*Description of the task*
Gather each line in the rows below that contains the word "spot", and copy those lines in full.

*Extracted records*
● ● ●

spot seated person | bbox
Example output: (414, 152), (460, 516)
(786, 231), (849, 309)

● ● ●

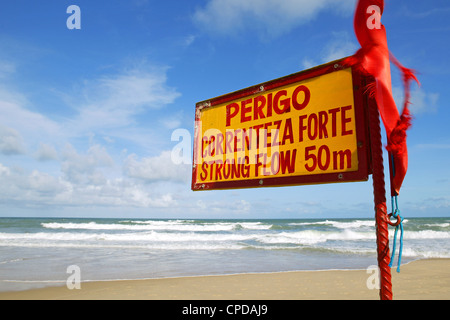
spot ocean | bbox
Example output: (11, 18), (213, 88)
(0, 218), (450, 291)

● ● ●

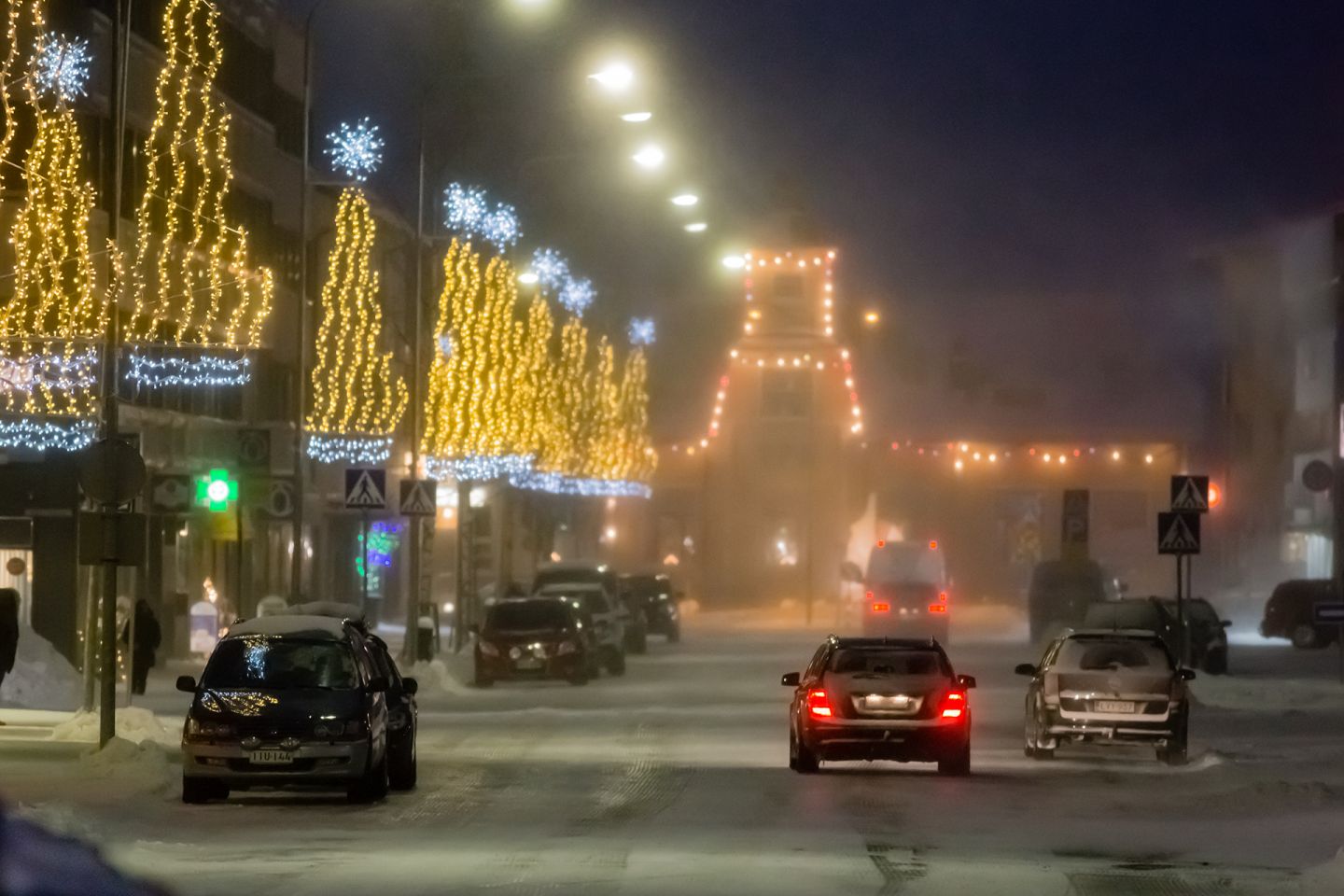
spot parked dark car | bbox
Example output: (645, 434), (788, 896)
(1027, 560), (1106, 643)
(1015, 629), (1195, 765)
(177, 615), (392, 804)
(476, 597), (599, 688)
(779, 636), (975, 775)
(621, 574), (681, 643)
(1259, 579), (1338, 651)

● ● ●

*Exercise response*
spot seated person | bbox
spot ocean | bbox
spot parked dark car | bbox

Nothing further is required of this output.